Work task —
Using the records below, please work out how many lines contain "approximate"; answer with the number alone.

+ + +

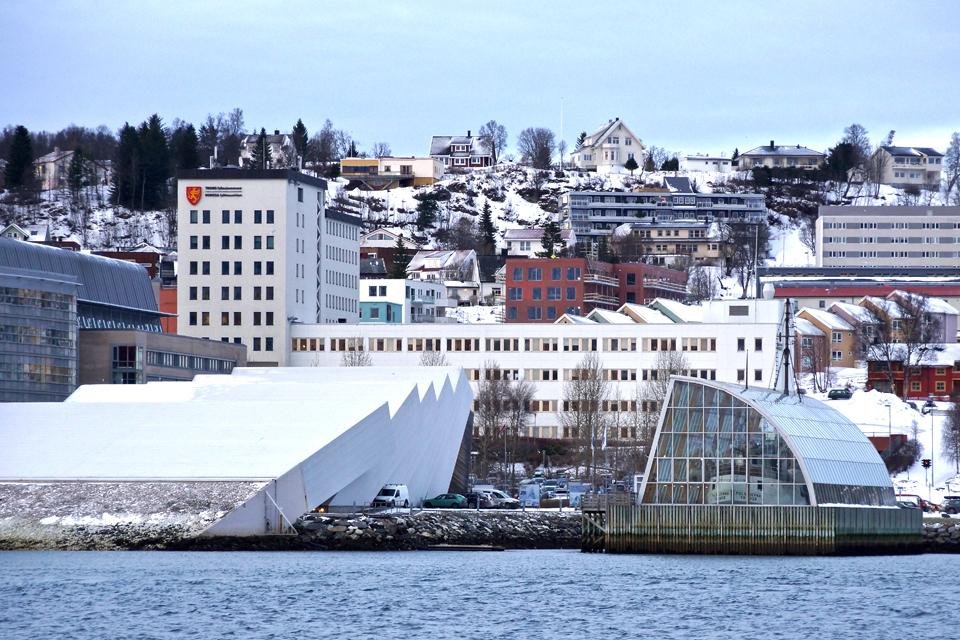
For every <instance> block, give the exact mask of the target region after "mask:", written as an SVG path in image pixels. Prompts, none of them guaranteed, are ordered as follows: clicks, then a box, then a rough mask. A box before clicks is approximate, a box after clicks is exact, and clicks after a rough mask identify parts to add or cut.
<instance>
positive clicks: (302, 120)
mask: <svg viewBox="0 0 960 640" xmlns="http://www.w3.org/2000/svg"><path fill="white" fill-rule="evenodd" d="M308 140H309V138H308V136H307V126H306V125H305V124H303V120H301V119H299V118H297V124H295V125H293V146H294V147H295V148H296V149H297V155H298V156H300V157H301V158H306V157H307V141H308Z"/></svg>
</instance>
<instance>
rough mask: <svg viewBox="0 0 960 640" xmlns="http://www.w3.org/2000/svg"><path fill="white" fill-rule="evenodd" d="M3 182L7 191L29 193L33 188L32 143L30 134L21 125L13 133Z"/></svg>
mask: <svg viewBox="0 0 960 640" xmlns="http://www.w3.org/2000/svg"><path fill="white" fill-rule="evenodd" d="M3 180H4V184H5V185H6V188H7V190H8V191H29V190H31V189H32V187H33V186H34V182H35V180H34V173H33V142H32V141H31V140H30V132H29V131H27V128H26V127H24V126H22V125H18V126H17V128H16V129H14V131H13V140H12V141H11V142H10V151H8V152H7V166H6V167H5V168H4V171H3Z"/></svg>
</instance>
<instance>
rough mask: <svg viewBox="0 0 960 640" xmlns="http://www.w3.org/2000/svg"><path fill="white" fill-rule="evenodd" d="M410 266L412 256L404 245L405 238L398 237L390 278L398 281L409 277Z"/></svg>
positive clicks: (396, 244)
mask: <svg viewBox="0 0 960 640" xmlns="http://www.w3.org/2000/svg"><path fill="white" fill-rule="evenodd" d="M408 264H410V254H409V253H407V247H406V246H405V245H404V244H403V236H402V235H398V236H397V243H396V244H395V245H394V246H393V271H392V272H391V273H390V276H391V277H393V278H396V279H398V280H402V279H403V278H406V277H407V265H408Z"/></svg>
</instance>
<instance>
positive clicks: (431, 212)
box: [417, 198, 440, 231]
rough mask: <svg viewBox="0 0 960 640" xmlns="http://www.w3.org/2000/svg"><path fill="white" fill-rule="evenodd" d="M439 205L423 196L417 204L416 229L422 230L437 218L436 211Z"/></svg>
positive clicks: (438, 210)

+ + +

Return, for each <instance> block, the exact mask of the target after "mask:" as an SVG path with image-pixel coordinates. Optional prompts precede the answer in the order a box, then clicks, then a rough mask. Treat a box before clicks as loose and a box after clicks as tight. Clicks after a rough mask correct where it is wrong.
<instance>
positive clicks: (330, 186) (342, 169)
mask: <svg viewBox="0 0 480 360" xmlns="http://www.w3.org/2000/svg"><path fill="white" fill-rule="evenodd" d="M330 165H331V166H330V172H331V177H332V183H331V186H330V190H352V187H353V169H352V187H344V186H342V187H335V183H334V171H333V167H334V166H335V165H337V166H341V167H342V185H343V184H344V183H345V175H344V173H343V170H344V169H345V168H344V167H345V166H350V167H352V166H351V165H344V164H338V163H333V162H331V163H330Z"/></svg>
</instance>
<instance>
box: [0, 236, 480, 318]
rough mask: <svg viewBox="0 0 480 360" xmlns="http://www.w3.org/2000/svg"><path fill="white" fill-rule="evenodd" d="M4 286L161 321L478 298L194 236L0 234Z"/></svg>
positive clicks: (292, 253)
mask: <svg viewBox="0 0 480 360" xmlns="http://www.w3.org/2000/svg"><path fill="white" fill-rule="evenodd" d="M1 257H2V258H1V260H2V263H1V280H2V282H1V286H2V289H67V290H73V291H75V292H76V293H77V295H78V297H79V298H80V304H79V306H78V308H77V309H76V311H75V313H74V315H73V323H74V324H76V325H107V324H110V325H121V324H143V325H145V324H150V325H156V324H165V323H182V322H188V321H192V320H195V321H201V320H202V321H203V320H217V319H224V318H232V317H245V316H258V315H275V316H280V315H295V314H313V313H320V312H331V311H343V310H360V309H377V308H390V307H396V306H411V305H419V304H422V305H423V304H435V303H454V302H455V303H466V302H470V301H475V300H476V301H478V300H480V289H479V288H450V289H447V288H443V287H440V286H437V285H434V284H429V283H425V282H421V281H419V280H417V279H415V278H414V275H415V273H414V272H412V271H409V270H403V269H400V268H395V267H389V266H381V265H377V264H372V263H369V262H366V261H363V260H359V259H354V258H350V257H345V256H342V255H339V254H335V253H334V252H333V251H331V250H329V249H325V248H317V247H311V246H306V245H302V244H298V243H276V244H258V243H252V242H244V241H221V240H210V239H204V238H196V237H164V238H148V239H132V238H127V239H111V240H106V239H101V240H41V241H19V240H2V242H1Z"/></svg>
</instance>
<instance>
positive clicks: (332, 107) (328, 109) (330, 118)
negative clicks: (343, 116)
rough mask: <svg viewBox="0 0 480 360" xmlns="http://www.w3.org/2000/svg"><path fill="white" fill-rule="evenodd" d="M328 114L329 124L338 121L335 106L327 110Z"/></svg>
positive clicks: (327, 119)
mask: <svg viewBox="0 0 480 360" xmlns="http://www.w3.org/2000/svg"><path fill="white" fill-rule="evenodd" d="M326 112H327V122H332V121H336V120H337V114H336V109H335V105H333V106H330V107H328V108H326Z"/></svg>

+ + +

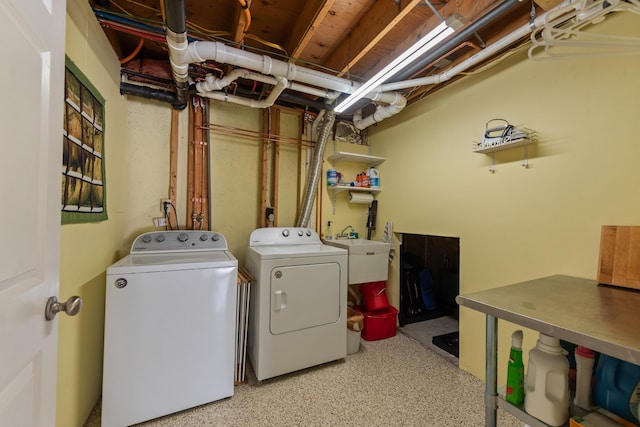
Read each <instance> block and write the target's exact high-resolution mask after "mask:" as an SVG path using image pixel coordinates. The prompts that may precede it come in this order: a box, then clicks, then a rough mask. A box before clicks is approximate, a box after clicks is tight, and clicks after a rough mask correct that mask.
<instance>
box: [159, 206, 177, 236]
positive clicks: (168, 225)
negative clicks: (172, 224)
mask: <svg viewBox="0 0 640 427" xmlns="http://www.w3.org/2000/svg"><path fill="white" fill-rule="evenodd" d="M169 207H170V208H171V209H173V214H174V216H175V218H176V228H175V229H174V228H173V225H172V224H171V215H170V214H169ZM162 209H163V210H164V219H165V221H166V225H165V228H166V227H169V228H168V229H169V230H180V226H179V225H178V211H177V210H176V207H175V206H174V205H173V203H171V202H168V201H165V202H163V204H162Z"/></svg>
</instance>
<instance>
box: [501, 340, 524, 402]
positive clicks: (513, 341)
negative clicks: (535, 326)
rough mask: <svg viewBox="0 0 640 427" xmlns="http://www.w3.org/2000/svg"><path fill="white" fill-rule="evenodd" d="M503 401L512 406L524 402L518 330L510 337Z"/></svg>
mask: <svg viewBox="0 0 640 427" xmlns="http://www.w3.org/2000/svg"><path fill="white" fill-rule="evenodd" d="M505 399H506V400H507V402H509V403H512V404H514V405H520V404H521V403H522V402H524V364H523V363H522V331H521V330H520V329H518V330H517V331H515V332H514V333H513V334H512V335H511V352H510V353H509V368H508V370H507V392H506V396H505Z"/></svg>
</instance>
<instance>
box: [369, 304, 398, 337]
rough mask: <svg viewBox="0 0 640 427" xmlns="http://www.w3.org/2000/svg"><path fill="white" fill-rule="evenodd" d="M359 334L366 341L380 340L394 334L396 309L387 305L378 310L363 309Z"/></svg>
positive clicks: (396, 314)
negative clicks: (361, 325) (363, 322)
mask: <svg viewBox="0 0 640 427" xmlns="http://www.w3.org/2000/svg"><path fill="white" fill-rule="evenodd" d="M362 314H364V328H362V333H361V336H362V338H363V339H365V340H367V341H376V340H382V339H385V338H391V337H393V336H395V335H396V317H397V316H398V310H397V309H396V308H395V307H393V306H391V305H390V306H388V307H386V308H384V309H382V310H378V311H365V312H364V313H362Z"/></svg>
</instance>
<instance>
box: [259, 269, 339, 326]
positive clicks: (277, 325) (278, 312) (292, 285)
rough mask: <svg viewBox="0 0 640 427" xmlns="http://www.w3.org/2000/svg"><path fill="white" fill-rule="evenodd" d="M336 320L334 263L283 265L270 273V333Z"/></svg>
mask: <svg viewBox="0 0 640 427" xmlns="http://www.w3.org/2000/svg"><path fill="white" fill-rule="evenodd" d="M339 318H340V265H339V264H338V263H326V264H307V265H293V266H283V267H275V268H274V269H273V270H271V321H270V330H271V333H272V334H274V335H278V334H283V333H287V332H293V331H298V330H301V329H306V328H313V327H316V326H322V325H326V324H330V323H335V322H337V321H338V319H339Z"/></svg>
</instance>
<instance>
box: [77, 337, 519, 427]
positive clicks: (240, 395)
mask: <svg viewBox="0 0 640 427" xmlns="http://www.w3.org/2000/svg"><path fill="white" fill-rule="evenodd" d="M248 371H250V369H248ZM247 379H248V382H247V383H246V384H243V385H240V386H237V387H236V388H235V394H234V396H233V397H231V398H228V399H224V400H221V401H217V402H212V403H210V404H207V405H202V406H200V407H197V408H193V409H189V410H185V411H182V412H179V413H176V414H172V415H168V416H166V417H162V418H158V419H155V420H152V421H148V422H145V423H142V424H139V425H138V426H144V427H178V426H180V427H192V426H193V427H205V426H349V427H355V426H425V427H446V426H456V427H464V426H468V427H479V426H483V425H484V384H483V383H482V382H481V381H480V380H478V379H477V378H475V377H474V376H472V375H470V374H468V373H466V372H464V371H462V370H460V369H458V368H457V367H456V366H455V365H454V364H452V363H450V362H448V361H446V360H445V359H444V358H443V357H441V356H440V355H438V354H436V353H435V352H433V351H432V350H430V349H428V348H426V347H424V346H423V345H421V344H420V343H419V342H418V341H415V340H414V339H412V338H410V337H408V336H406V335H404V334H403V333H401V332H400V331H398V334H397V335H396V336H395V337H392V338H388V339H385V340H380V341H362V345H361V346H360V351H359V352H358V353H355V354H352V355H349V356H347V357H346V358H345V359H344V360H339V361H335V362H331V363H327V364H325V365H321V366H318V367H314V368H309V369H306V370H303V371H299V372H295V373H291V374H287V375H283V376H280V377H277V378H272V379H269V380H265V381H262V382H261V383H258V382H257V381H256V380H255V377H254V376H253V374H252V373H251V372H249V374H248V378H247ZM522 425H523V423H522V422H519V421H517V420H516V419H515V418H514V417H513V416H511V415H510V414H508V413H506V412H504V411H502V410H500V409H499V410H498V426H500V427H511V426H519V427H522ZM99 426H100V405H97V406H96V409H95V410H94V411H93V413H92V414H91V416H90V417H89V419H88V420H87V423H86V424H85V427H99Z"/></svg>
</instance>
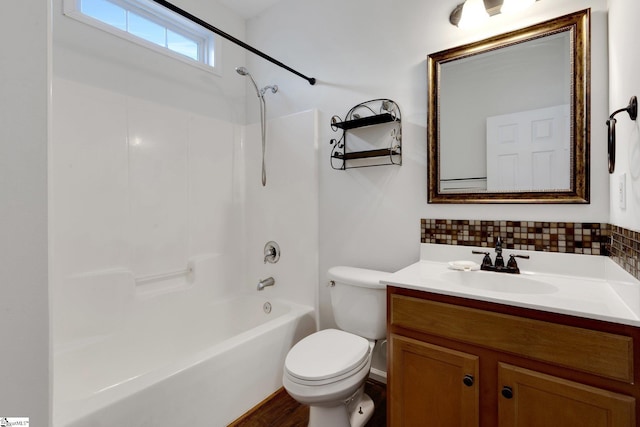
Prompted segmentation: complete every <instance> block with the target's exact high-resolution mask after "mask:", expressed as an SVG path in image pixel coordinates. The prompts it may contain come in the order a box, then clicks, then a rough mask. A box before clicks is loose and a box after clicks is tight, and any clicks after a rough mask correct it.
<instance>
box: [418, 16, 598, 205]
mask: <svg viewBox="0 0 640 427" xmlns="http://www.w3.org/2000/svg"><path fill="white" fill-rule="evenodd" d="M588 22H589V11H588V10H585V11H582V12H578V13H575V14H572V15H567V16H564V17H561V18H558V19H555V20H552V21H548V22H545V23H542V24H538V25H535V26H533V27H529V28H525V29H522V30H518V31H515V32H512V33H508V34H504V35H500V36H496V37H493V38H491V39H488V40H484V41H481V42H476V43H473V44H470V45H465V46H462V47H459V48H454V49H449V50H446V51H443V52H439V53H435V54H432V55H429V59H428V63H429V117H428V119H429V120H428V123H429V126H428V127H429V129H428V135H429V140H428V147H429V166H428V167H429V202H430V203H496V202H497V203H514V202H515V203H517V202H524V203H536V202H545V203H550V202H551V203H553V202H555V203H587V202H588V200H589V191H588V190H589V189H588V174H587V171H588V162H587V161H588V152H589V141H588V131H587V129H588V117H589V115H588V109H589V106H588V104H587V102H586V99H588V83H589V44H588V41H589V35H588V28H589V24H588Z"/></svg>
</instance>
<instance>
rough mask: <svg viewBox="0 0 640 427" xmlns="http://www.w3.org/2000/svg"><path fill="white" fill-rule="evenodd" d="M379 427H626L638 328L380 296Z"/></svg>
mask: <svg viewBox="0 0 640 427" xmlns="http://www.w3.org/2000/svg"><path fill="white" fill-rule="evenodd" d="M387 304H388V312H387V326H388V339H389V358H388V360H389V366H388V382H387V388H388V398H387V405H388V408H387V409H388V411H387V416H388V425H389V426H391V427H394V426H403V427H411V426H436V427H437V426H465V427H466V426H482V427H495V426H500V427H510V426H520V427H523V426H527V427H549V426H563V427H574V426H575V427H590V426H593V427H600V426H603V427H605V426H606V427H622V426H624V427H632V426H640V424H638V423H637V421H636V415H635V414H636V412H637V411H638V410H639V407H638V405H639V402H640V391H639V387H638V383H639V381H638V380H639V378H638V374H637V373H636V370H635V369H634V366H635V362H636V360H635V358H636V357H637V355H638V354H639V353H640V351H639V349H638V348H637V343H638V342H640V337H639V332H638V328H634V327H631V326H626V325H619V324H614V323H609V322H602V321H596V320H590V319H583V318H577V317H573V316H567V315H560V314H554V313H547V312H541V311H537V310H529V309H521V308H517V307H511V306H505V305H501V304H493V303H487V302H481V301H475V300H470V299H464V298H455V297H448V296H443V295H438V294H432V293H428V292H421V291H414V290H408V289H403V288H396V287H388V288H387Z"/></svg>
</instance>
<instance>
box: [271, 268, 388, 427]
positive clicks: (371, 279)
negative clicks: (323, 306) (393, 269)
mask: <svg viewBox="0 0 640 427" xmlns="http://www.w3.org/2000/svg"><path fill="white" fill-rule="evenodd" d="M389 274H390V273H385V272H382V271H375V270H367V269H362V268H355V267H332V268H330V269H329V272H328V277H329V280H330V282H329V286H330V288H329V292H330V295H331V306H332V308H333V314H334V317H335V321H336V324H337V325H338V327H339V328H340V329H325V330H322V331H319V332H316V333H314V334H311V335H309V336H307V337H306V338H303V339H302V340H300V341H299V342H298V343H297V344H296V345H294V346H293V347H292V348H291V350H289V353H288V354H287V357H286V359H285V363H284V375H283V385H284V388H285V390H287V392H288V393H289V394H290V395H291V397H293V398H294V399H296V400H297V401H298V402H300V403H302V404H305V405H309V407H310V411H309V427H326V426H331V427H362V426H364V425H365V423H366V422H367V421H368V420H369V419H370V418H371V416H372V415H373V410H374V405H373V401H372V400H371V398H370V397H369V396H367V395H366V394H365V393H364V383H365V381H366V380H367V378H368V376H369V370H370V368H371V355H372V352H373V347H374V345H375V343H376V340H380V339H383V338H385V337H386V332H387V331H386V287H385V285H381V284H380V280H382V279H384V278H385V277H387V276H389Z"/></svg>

+ + +

Your response —
2